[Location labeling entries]

## start

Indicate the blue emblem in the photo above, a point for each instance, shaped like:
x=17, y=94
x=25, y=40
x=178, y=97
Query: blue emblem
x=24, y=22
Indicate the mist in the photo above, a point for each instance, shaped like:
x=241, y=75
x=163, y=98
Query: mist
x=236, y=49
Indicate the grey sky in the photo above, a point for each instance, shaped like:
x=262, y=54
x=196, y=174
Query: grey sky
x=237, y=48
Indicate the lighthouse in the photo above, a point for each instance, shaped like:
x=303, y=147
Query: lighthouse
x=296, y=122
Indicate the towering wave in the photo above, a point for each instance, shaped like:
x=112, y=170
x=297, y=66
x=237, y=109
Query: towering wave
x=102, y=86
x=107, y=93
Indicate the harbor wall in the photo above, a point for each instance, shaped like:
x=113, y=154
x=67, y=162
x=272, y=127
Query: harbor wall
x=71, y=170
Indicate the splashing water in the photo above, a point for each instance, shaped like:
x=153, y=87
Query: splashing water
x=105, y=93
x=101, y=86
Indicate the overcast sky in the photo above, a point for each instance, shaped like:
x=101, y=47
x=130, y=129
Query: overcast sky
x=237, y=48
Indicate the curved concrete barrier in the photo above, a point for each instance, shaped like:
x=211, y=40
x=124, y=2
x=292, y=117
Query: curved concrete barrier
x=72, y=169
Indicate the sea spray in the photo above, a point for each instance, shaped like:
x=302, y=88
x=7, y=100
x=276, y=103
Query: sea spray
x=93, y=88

## end

> [TASK GOAL] Reproduce every line in the stretch from the line containing "Indicate the splashing" through the end of the entries. Shift each x and y coordinate in the answers by adding -10, and leave the sample coordinates untouched.

> [RESPONSE BELOW]
Indicate the splashing water in the photo above, a point for each instance, shaped like:
x=153, y=87
Query: splashing water
x=95, y=83
x=91, y=76
Indicate the overcast sky in the photo above, a point for each instance, shaped like:
x=101, y=47
x=130, y=129
Query: overcast sky
x=227, y=38
Indicate the curved concrete barrier in the photo above, a point for each instance, shaped like:
x=211, y=40
x=124, y=2
x=292, y=117
Query: curved concrete barrier
x=62, y=159
Indicate the sea spray in the photo above, a point for each instance, shaped like:
x=302, y=88
x=7, y=100
x=276, y=103
Query: sea spray
x=83, y=78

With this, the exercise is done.